◆ WHAT YOU HAVE TO DO:
The expected response is the full set of records, unchanged.

◆ EXERCISE INPUT:
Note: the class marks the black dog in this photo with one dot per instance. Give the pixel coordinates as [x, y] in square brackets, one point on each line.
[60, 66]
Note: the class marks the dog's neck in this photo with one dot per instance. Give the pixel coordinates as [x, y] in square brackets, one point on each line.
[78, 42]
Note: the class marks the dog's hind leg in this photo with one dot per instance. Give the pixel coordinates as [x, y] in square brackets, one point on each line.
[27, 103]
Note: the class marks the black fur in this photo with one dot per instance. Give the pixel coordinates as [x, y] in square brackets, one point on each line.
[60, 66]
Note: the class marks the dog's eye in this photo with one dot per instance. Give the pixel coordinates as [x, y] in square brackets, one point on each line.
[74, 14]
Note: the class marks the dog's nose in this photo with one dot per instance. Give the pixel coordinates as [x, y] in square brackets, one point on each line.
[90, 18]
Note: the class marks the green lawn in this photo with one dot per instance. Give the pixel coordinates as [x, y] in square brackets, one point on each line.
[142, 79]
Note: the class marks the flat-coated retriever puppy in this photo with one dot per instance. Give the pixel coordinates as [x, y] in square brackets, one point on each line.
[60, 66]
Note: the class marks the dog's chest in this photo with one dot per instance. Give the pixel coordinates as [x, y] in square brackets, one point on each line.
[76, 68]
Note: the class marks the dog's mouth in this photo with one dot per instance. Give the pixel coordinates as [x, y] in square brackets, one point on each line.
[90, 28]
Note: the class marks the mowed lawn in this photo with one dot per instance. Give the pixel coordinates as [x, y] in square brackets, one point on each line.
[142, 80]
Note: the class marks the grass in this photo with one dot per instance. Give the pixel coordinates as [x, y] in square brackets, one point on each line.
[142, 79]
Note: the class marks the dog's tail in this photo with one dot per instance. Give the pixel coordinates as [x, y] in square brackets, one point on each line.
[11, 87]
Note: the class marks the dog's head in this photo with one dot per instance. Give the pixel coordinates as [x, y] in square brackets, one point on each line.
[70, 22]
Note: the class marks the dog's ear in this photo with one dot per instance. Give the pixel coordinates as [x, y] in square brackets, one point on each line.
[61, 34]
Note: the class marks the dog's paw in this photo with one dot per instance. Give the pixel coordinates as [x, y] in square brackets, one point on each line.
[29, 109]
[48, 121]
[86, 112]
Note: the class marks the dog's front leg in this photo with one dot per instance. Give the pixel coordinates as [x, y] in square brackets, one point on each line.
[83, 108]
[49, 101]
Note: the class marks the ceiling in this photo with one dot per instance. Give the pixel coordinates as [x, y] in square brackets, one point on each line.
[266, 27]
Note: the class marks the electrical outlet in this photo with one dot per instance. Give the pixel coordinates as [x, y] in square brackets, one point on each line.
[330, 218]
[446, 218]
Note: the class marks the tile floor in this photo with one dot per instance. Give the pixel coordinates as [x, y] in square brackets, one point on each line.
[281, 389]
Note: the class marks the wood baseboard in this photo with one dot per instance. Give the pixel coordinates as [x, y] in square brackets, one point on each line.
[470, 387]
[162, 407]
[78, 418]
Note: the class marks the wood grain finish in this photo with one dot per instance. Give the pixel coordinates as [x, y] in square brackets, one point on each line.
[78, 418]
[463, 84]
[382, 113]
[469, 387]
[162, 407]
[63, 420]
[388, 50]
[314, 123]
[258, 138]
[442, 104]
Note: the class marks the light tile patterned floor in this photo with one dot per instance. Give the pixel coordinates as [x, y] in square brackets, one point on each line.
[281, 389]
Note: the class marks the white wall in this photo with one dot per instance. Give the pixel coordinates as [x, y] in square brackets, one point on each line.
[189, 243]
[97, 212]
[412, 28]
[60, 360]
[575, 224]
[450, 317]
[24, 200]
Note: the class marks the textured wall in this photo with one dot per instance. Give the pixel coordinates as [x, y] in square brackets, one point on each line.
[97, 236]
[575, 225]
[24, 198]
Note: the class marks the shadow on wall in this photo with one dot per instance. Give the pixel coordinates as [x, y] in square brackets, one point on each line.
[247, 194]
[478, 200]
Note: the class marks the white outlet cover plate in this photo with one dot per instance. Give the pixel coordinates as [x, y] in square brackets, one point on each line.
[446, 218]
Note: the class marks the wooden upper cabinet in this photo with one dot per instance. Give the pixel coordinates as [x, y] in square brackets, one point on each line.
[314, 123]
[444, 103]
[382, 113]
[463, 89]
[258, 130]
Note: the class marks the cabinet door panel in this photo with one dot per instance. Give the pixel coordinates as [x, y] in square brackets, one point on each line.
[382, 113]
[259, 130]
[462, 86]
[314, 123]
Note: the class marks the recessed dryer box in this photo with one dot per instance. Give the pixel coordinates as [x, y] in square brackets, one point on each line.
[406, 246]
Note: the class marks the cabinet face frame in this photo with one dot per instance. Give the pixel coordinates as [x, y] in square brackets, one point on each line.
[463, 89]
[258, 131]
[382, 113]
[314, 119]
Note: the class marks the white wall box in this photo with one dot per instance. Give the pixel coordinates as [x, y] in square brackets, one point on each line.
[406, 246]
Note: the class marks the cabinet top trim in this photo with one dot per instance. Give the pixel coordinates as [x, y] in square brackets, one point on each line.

◆ RESULT:
Note: the class marks the black dog in this photo with one dot per instance. Give the pixel coordinates as [x, y] in square brackets, one point on each line.
[60, 66]
Note: the class marks the dog's neck in this photo with one dot per instance. Give the pixel coordinates as [x, y] in square brackets, one point on each line.
[78, 42]
Note: the class marks the dog's hind leg in this photo with one dot per instance. Give the pixel coordinates as [x, y] in square brackets, one point on each line.
[27, 103]
Note: the class marks the black fur in this photo with one dot per instance. Give the pixel coordinates as [x, y] in square brackets, one point on each line.
[60, 66]
Note: the class marks the dog's eye in this photo with one dot per instance. Give the pixel coordinates as [x, y] in square brackets, one point on each line.
[74, 14]
Note: the class marks the dog's nose in this photo with one dot per instance. Give the pixel coordinates as [x, y] in square brackets, one point on each line.
[90, 18]
Note: the class marks the green lawn in this photo with one dot per instance. Give the pixel coordinates as [x, y] in square brackets, one point on each line.
[142, 79]
Note: the class marks the flat-coated retriever puppy in this photo with one dot per instance. Give the pixel coordinates as [x, y] in square brackets, one point on each line.
[60, 66]
Note: the class marks the dog's chest in this photo with one dot per instance. Give the pixel coordinates as [x, y] in square brackets, one point on each line.
[76, 68]
Note: the class marks the dog's mouth in this photo with one dot per instance. Give the pixel coordinates as [x, y] in square brackets, one point on each line.
[90, 28]
Note: the class marks the mowed lawn in this photo with one dot per instance. Give the pixel coordinates as [x, y] in square brackets, one point on each line.
[142, 80]
Note: the class marks the grass in this photo with one dot per instance. Give the pixel coordinates as [x, y] in square brackets, one point on each line.
[142, 79]
Note: the class marks the dog's tail in this photo with one dot per instance. Give the pixel coordinates as [x, y] in square brackets, one point on each line.
[11, 87]
Note: the class marks the dog's head in this photo with one dot per instance. Give the pixel coordinates as [x, y] in square brackets, one point on each line.
[70, 22]
Note: the class marks the dog's ear in this photo with one dot per instance. Give the pixel coordinates as [x, y] in square brackets, one point on each line.
[61, 34]
Note: the class marks the dog's paw in this photo with one dot per instance. Give the pixel coordinates as [x, y] in square brackets, one point on each line.
[29, 109]
[48, 121]
[86, 112]
Note: the class marks the dog's front leg in this photo with one dot per instance. Give the pixel coordinates as [x, y] in square brackets, one point on each line.
[83, 108]
[49, 101]
Note: the class marks the ceiling in this photo with one dot per instance. Give the pixel coordinates as [x, y] in square brackets, one point on each line.
[266, 27]
Note: the class marks the electrical outlet in this photo with one dot per instance. Give the pixel coordinates as [x, y] in square brackets, one point on each line.
[330, 218]
[446, 218]
Note: the class marks the tile floor in this photo with one dot per instance. Give the pixel coordinates as [x, y] in square brackets, one point on each line.
[281, 389]
Note: the class marks the wood baseboard in this photo with one dot per instance. Give the pixel coordinates as [x, y] in square brackets, one point on each line.
[470, 387]
[162, 407]
[78, 418]
Note: the class marks the wood grain finish in this photo with one dot per instance. Give the pixel coordinates as [x, y] in square brackets, one point on each line.
[78, 418]
[463, 84]
[382, 113]
[469, 387]
[162, 407]
[63, 420]
[388, 50]
[314, 123]
[258, 138]
[442, 104]
Note: the class marks the light tile patterned floor in this photo with one dot per instance. Give the pixel coordinates as [x, y] in square brackets, one point on each line.
[281, 389]
Note: the class marks the white wall in this photo with one dot per instance. Give the pixel coordinates as [x, y] in square brackets, one point on each line.
[189, 243]
[97, 212]
[412, 28]
[60, 360]
[575, 224]
[450, 317]
[24, 200]
Note: the class marks the textured wall in this photo with one dot per instance. Give the pixel coordinates as [x, y] in square brackets, one point on each line.
[97, 236]
[575, 225]
[24, 198]
Note: the class marks the shadow on wall in this photo with one dot per instance. Give the pixel coordinates as [x, y] in square brackets, one point on each line.
[247, 194]
[478, 200]
Note: the class marks the white outlet cover plate in this photo with one dot per instance. Give the pixel coordinates as [x, y] in square brackets, one point on each line.
[446, 218]
Note: the class marks the wooden upper cabinet in this photo with one dot per instance. Give the pixel coordinates as [x, y] in square brackets, one point on each line.
[314, 123]
[444, 103]
[382, 113]
[463, 89]
[258, 130]
Note: the class marks the cabinet door panel in this photo with one dot per instance. Give the pixel coordinates as [x, y] in square brackets, one point on each line.
[382, 113]
[259, 130]
[462, 86]
[314, 123]
Note: the class marks the recessed dryer box in this photo with one dot per instance. Give the pixel coordinates as [x, y] in square brackets, one point on each line.
[406, 246]
Note: the class marks the cabinet face frame in this photo with one dot per instance. Give the pixel coordinates as [x, y] in square brackets, one point on each line.
[463, 89]
[258, 131]
[382, 113]
[314, 119]
Note: the class marks the white wall box in this photo with one dot per instance. Give the pixel coordinates as [x, y] in square brackets, one point on each line.
[406, 246]
Note: the class marks the cabinet top trim in this photo with one dot per instance. Give the pixel coordinates as [x, y] in square brackets, one point on each line.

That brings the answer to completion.